» **PASSAGE TO READ**:
begin

Now we cannot say that this 300 is to replace the page,that is put old page back to memory and bring new page.

Page fault service time has all the steps(Sending trap to OS, bring the new page from LAS to PAS,updating page tables,then signaling CPU to restart the instruction)

this 300 time is just one of many steps done by page fault service time.Now while at the time of page replacement if page is dirty you take 300 and all the other steps time i.e 100 should also be considered.I dont see any reason to use 300 as a page fault service time when it is dirty.It should be 400
+2

shouldn't it be p(1+ p * 300 + (1-p) * 100) + (1-p) * 1 = 3

because after accessing memory with 1 time unit we will come to know thats its a page fault ?

+1
I understood that dirty page replacement takes 300 unit time. and this time includes dirty bit update time in sec memory and page service time. But does this includes memory access time also?

end

» **DATASET RECORDS**:

begin

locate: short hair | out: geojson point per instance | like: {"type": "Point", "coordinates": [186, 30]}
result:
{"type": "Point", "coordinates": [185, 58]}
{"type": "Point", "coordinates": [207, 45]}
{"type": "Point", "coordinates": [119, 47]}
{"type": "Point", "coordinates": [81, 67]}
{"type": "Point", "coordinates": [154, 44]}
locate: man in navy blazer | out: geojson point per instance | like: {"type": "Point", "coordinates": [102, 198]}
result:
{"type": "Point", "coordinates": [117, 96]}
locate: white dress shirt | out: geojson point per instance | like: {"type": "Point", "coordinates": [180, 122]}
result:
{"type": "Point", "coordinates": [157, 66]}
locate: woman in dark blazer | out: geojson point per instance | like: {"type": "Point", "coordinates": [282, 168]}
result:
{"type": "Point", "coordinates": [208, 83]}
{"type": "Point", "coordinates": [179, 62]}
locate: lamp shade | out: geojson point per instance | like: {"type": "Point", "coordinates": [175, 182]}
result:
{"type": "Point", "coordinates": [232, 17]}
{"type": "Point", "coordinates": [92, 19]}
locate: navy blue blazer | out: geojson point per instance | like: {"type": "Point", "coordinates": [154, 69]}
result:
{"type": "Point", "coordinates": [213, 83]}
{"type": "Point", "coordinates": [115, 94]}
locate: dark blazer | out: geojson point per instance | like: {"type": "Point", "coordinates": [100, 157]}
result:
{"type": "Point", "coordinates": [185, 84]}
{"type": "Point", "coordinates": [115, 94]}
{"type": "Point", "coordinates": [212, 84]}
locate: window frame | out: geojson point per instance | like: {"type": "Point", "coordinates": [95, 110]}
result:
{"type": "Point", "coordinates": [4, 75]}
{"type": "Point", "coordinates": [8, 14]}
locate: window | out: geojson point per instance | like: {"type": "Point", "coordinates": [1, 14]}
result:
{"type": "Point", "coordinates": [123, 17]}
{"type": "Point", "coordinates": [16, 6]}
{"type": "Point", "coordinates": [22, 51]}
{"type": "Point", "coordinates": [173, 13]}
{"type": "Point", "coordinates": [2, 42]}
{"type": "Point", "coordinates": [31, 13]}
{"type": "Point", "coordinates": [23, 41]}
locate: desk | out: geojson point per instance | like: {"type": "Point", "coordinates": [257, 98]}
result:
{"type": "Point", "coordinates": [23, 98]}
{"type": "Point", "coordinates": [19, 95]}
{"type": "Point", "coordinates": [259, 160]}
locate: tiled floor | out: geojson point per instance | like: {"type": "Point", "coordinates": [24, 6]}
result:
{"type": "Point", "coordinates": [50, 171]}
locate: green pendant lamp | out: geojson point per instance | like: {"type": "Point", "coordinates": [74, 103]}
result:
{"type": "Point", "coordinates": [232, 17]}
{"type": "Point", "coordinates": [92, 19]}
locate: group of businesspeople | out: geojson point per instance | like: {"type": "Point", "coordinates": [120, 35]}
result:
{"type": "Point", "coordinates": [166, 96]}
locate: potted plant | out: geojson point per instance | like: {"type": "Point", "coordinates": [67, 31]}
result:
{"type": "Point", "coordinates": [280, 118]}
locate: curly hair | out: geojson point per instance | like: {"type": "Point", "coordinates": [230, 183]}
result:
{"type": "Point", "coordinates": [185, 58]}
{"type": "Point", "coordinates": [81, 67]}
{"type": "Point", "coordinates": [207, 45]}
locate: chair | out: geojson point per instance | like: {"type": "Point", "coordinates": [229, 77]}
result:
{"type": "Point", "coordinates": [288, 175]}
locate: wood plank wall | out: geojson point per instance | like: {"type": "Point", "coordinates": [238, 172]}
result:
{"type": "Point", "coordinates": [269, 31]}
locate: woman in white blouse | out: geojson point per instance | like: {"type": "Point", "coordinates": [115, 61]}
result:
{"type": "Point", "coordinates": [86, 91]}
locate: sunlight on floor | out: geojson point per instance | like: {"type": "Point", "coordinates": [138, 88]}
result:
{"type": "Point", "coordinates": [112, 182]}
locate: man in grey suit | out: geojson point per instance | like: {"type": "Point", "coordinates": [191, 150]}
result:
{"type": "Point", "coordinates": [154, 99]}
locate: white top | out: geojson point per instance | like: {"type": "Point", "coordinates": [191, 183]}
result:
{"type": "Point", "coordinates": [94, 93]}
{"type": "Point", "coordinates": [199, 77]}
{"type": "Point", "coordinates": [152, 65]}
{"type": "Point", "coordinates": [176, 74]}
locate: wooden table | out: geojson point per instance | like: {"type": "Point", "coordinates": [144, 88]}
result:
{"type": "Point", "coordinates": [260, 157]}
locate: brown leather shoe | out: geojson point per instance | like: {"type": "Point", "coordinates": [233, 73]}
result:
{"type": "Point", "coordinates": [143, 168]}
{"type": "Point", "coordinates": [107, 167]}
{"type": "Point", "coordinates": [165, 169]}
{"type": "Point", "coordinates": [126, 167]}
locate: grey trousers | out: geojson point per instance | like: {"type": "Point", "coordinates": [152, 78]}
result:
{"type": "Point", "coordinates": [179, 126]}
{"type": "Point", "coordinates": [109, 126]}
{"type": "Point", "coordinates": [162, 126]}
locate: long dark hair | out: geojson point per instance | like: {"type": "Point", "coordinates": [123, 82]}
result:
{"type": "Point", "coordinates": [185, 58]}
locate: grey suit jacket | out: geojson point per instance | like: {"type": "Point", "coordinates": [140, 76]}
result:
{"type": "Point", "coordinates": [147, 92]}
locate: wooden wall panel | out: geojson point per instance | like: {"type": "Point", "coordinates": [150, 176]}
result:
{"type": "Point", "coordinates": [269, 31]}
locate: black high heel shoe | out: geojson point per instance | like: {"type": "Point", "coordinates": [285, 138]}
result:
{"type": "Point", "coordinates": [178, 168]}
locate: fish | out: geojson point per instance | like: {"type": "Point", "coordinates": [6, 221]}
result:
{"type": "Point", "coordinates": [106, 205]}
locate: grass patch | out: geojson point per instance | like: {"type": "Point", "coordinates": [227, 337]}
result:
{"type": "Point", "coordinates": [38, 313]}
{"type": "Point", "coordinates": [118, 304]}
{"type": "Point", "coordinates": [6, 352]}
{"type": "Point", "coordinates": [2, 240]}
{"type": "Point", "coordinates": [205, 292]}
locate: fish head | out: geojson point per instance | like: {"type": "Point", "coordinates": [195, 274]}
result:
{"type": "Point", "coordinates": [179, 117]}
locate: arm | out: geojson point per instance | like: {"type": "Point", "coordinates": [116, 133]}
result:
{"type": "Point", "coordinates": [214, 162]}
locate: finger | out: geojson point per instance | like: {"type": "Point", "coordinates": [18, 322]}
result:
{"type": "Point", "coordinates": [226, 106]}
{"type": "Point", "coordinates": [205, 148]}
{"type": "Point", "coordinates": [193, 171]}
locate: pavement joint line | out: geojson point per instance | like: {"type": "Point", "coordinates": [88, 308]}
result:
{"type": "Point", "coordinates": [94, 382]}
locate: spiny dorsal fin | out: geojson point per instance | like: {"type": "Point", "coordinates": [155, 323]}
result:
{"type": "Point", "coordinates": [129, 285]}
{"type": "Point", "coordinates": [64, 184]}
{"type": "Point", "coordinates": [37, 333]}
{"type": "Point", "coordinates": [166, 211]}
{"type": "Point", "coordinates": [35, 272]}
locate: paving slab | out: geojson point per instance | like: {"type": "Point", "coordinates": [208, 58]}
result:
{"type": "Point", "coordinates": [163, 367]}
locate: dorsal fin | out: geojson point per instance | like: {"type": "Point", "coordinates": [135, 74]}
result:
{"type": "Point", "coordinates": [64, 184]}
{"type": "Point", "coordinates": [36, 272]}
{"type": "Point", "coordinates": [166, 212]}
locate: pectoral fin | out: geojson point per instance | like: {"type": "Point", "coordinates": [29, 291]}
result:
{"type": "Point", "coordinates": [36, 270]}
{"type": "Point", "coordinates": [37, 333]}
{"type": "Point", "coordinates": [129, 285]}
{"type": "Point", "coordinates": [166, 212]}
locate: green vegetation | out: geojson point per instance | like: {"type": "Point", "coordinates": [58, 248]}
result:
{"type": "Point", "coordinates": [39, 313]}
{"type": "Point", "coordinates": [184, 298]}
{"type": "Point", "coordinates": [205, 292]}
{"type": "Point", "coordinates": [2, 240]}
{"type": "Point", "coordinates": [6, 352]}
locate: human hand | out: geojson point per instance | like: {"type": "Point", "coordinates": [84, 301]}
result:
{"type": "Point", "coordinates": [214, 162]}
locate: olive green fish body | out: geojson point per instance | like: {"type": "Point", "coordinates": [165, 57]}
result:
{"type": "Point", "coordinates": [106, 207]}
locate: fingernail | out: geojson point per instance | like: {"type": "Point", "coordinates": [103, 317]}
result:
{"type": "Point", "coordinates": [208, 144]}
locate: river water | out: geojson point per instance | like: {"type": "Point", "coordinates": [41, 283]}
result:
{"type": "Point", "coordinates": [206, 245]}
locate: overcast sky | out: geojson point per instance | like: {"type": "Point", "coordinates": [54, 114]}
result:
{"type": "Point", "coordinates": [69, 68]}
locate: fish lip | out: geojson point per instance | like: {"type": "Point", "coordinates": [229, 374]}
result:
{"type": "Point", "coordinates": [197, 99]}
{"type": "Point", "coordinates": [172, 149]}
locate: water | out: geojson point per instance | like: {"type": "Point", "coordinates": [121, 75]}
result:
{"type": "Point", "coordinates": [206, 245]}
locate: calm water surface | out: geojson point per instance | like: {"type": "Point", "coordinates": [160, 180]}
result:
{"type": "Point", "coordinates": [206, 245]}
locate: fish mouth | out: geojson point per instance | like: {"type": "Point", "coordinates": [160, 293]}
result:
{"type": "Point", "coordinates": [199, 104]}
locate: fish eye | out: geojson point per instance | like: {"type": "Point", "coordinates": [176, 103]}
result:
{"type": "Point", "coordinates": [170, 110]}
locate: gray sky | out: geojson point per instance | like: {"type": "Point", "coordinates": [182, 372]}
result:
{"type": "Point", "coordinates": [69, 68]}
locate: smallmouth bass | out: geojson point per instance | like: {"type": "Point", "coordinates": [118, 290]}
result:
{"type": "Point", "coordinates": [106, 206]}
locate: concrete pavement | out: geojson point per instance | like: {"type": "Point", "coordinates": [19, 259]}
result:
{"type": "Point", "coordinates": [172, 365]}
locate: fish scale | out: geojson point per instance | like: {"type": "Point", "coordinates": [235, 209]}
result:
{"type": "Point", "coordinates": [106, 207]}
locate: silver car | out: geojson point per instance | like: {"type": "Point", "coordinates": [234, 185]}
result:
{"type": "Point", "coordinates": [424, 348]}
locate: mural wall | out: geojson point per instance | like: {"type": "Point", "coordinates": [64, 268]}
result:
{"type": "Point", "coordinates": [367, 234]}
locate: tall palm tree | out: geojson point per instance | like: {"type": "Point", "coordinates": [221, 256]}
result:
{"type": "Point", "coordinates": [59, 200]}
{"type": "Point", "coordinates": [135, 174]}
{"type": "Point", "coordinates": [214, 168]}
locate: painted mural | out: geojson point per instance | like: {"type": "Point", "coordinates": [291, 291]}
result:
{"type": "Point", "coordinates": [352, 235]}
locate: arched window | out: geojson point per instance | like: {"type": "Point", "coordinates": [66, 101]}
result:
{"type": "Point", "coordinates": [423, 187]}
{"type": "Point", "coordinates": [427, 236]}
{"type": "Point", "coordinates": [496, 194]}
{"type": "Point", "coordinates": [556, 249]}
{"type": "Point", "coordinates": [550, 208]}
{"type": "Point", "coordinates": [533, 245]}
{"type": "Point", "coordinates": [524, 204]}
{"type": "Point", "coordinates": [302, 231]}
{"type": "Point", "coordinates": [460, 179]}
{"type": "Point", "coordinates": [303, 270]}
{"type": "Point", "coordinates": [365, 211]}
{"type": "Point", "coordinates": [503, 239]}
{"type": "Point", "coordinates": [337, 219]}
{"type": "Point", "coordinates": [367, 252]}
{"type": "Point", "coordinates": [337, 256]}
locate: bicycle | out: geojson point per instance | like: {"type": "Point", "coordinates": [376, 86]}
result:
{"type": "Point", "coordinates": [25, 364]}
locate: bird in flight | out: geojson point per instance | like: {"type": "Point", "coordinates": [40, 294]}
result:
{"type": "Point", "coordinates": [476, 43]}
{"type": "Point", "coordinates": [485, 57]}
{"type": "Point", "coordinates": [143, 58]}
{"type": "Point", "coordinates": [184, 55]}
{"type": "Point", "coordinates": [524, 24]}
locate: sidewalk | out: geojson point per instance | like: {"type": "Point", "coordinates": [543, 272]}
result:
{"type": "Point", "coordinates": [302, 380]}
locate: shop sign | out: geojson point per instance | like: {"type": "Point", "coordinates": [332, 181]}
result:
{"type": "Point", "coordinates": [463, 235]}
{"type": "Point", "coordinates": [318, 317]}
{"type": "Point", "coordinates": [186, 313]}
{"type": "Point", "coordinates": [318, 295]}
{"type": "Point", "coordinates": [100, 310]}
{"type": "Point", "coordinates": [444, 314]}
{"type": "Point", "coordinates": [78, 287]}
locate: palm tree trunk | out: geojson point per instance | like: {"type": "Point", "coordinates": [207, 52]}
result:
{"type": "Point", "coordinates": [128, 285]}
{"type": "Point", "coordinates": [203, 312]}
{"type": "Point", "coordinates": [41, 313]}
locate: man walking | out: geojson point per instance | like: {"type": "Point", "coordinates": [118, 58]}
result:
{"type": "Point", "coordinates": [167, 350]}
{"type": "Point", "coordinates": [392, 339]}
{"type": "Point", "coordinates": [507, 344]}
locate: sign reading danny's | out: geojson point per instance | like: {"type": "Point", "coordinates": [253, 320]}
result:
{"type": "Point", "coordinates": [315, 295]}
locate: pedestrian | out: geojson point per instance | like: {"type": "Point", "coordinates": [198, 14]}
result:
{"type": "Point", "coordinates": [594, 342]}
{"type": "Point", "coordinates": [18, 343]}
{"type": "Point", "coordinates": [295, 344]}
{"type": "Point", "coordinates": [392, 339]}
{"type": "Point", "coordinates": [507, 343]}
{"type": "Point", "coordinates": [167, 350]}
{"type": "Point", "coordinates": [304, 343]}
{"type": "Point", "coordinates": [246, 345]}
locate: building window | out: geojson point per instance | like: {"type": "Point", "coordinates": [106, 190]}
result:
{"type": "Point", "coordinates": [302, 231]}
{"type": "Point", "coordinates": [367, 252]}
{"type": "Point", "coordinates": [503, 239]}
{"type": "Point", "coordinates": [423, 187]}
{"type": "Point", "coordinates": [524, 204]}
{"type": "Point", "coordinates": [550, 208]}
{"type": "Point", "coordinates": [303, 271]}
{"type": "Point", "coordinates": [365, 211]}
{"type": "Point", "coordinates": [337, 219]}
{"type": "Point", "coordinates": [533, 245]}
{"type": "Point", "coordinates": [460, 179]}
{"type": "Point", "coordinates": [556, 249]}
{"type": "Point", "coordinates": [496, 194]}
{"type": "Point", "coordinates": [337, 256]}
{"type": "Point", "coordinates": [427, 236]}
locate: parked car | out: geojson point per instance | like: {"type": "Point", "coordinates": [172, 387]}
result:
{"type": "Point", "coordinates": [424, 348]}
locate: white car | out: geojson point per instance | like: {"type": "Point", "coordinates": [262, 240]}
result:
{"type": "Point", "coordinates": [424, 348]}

end

» **TASKS TO CARRY OUT**:
- 1) Which steps does the page fault discussion list as making up page fault service time?
- 2) Carry on the page fault discussion from its last sentence.

» **RESPONSES TO THE EXERCISE**:
- 1)
- Sending a trap to the OS
- Bringing the new page from LAS to PAS
- Updating the page tables
- Signaling the CPU to restart the instruction

- 2)
p(p * 300 + (1-p) * 100) + (1-p) * 1 = 3

here in first section[(p(p * 300 + (1-p) * 100)] why haven't you added memory access time 'm' or 1?

Service time or dirty page replacement time doesn't include memory access time . right?
+1

shouldn't it be p(1+ p * 300 + (1-p) * 100) + (1-p) * 1 = 3

I am having same doubt. Why  1 Memory access time not taken? Because only after accessing memory we came to know it is a page fault.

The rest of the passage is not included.